**Task to carry out**:
Please explain, in one to three sentences, why the forum thread on JDO and Darkstar says ManagedObjects would only need to keep keys to JDO objects.

**Reading text**:
**********

As the task executed it would access JDO PersistanceCapable objects as needed by the implementation. Each of these objects would or would not be able to access/change their various properties based on the transaction isolation level of the under lying JDBC connection the PersistanceManager was using?? So in essance wouldn’t the coordinator in this case be the database? How does the Sun Game Server effect that? Does it have something to do with the existing DataManager interoperating with this additional PersistanceManager?

I guess I am not sure what you are talking about when you refer to the Coordinator and whether it is the JDO world or the DataManager world the issue applies to…

Now one area of concern for me was what would happen if a ManagedObject held a reference to a PersistanceCapable object? I am not sure at this point. But I do have a solution assuming it becomes an issue. And that is via another Manager called the DelegateManager which provides application custom Delegate implementations to the runtime environment. These Delegates would provide, via JDOQL, access to various top level JDO objects negating any need to maintain references to them. Any particular task could load the objects it needs when it needs them to do the operations it needs to do and release them. And thus our ManagedObjects would simply need to keep reference to the keys necessary to locate the particular object instance. Those keys being simple Serializable objects. Of course JDBC transaction isolation levels would allow synchronization across the various nodes of a cluster as it relates to loading/persisting the state of these JDO objects.

Now JDO implementations do some cache optimization. I am not sure exactly how I might go about dealing with that. I guess maybe the Coordination you speak of may effect how that is managed?

Hi floersh. I think this discussion will be an easier one to have once the code/docs are published. Basically, Darkstar has its own notion of participants, transactions, etc. The Services are the participants, and they can join a Darkstar transaction. Darkstar transactions do not allow any kind of nesting, though they certainly do allow you to queue up future tasks. When a Darkstar transaction commits, all joined participants are called to prepare and commit.

**********

**Provided material**:
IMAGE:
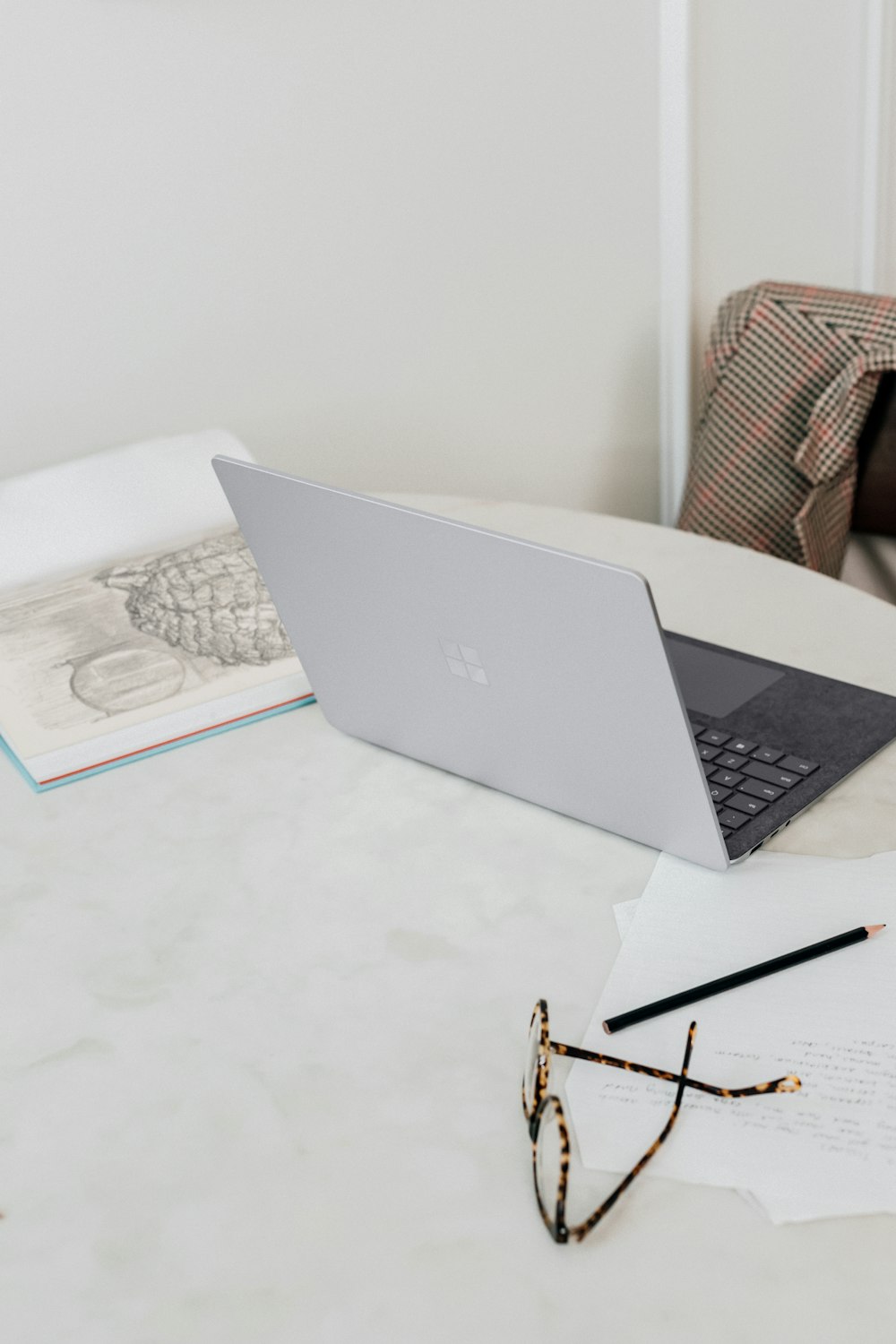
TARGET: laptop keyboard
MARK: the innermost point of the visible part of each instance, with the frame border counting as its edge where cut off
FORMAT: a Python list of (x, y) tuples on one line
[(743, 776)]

**********

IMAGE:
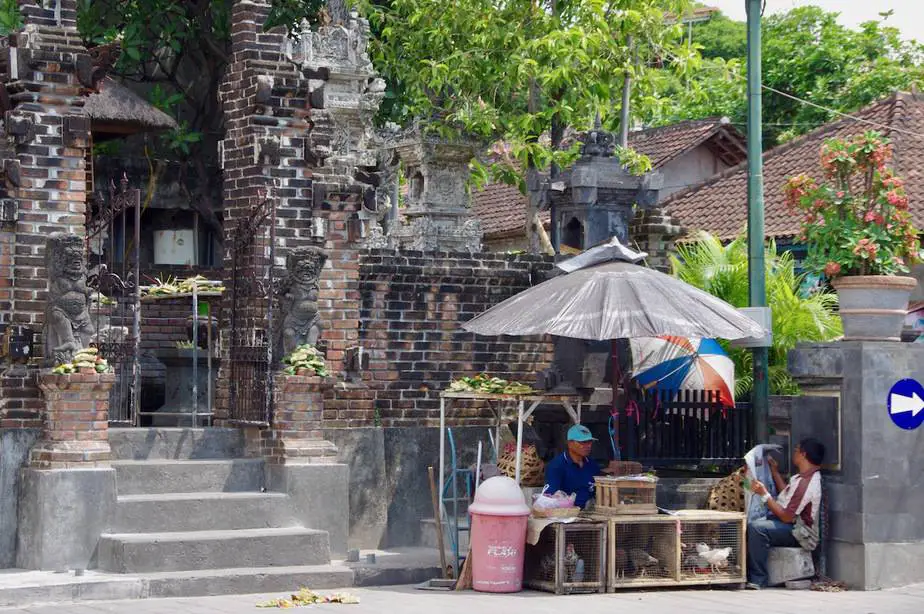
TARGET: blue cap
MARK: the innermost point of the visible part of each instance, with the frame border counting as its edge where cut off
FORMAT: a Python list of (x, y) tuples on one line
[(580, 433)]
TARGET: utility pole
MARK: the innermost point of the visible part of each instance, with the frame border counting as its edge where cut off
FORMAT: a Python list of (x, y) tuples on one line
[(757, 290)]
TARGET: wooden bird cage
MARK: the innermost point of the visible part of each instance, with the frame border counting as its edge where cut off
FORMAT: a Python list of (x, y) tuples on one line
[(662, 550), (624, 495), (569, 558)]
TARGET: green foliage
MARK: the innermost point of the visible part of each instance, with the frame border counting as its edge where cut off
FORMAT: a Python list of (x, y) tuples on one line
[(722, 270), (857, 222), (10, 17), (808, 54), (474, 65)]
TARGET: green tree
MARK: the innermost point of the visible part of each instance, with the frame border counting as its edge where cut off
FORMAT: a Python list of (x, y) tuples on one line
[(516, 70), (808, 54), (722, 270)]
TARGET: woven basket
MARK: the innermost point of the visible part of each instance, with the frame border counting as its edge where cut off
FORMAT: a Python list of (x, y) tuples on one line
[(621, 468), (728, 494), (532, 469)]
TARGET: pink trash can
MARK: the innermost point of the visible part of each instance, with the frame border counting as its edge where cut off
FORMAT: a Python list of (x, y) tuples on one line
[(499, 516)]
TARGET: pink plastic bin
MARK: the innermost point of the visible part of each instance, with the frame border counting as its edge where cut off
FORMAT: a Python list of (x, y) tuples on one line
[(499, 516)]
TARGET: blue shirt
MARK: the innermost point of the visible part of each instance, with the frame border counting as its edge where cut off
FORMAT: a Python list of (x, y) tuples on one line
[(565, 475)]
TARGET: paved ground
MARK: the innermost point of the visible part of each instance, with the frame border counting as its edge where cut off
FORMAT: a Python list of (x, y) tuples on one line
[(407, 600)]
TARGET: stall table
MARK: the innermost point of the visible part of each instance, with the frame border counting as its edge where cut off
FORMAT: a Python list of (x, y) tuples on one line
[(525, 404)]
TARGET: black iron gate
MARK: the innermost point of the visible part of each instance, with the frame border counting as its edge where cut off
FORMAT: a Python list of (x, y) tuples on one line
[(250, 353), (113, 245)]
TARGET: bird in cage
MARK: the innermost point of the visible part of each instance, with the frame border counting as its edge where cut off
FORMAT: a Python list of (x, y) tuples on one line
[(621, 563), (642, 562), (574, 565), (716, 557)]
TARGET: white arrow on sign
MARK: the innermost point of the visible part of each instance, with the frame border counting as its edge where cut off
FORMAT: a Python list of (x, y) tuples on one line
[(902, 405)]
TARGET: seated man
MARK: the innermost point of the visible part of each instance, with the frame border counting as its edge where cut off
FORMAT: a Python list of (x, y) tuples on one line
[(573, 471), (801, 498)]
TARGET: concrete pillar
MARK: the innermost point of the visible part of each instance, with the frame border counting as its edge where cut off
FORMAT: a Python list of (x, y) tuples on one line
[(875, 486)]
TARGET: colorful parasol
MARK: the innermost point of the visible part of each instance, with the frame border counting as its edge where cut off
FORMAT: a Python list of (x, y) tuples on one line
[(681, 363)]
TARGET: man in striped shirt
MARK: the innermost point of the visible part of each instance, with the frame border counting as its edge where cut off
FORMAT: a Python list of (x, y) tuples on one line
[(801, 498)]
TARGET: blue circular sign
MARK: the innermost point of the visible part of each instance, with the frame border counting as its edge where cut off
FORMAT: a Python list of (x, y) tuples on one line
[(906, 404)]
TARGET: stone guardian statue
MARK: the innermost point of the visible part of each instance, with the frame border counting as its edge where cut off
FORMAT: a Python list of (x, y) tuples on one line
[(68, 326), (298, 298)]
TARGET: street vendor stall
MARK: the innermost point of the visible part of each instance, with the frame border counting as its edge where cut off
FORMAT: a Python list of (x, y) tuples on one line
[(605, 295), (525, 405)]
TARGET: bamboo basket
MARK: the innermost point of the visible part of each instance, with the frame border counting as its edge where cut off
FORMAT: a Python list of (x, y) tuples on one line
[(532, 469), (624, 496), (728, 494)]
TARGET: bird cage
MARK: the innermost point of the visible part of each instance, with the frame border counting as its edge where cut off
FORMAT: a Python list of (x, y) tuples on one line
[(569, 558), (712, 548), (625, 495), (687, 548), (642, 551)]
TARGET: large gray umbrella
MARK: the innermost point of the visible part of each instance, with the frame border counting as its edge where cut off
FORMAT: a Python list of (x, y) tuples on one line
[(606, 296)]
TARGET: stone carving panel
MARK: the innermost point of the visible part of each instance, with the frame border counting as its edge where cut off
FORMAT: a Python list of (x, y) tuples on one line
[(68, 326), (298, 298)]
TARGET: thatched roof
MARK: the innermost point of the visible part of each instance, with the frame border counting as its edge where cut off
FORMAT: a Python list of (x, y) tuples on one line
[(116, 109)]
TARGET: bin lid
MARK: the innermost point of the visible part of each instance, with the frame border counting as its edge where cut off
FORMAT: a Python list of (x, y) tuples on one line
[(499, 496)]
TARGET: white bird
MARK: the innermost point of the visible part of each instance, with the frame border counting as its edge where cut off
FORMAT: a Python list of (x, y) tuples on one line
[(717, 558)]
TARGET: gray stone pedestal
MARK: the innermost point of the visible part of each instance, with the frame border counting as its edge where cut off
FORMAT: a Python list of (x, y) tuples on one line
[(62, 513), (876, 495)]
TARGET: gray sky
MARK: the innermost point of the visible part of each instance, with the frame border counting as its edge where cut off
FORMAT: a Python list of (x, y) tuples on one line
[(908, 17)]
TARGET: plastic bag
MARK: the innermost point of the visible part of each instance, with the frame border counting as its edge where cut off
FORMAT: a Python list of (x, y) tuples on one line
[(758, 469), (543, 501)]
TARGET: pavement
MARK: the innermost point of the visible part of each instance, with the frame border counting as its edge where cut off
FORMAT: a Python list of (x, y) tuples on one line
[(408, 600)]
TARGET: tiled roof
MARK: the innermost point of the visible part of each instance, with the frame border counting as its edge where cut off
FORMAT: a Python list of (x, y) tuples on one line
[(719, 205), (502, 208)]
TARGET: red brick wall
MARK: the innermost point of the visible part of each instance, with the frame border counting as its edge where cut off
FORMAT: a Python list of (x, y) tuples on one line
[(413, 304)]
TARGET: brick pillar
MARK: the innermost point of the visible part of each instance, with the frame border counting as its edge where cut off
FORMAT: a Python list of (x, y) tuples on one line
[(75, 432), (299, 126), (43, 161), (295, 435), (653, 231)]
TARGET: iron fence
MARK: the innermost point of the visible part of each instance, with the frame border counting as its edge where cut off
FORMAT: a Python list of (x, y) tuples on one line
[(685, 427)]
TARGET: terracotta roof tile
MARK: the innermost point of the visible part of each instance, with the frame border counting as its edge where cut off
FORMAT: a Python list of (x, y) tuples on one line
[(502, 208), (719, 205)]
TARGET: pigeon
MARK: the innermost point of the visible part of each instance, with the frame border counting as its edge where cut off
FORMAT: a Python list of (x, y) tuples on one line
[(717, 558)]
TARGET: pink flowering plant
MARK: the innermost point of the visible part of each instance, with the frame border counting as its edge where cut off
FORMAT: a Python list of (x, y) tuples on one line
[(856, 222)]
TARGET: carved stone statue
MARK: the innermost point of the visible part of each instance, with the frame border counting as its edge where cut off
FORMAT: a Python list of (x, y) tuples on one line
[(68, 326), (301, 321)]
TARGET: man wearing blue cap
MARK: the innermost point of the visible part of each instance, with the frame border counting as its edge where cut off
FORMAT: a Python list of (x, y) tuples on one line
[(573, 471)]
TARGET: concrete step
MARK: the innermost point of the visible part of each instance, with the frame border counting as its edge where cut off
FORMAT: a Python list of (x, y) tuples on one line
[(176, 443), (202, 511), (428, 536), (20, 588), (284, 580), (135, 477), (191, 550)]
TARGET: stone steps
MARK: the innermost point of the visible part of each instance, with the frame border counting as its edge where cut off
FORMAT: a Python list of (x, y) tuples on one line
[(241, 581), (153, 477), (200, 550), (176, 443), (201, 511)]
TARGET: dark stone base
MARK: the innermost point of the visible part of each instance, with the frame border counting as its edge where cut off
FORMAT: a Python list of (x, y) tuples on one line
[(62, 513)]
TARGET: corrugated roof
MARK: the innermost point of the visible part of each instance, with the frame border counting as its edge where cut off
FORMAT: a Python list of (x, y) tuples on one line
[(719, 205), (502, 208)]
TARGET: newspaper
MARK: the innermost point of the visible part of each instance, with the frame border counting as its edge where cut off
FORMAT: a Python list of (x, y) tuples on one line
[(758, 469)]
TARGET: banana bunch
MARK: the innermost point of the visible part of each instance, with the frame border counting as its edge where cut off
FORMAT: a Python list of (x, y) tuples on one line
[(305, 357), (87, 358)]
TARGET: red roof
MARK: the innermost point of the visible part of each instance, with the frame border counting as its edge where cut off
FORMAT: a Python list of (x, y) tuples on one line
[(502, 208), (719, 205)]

**********

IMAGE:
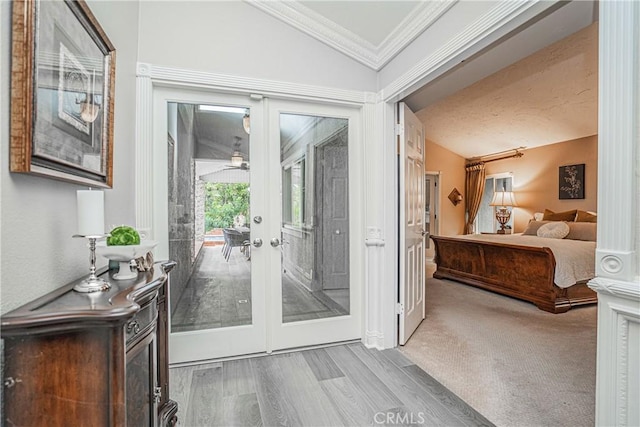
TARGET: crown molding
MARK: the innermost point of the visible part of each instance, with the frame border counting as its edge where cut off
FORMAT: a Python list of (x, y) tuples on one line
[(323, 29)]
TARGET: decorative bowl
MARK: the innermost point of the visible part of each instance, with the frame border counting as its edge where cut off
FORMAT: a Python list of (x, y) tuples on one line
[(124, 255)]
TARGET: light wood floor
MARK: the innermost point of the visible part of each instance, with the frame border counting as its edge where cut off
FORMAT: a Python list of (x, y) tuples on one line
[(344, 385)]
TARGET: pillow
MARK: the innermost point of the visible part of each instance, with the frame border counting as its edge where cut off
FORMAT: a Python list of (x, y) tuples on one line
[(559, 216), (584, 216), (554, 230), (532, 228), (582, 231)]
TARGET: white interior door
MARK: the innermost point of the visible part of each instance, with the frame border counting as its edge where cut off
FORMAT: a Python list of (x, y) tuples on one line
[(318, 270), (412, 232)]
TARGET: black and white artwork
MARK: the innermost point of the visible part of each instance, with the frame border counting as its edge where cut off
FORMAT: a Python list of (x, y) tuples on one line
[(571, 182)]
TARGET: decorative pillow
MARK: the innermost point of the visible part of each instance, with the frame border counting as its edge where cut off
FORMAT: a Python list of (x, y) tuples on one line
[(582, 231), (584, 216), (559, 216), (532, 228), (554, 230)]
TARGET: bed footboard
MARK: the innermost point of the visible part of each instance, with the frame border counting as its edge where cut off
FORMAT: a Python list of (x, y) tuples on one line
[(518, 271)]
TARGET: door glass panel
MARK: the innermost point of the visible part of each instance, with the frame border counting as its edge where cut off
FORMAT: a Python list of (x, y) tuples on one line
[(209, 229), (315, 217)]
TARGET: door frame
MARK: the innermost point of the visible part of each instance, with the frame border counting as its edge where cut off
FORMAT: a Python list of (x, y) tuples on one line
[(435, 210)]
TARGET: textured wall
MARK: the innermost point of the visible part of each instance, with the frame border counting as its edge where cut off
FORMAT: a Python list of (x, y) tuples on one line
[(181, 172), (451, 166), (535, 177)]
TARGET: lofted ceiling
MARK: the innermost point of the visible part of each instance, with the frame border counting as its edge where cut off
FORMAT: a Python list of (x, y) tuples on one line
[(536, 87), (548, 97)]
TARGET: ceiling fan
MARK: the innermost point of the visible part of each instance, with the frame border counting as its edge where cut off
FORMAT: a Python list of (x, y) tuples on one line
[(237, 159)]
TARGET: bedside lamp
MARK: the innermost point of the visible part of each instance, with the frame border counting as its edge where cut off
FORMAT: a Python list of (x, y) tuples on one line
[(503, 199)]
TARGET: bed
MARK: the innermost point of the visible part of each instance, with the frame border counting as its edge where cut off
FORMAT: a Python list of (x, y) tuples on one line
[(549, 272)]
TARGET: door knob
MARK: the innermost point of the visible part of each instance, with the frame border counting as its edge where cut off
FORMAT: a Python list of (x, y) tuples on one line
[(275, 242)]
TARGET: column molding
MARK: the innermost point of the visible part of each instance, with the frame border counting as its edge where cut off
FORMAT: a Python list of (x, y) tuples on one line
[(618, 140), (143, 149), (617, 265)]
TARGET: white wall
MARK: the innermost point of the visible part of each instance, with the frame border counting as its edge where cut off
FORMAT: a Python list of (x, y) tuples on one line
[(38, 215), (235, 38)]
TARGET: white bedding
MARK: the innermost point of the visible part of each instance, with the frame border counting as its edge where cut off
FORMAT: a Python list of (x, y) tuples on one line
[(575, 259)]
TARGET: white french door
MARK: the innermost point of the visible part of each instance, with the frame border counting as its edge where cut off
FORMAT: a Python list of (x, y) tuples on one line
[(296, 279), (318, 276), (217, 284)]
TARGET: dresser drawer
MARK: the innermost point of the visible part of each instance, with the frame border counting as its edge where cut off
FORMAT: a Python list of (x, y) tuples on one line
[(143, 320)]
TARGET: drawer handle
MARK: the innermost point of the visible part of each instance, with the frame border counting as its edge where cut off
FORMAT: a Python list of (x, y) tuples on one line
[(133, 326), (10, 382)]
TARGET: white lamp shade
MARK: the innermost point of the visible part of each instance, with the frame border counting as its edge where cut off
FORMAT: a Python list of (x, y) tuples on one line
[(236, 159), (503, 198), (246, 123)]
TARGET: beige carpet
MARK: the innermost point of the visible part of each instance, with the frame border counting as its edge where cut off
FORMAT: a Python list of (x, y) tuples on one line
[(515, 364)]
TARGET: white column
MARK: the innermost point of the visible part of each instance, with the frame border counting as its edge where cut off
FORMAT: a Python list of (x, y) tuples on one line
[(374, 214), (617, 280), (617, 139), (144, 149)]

**********

**Complete response**:
The proposed DelegateManager would supply Delegates that give access to top-level JDO objects through JDOQL, which removes any need to hold references to those objects. Each task could load the objects it needs when it needs them, do its operations and release them. ManagedObjects would therefore only keep the keys, simple Serializable objects, that locate a particular object instance.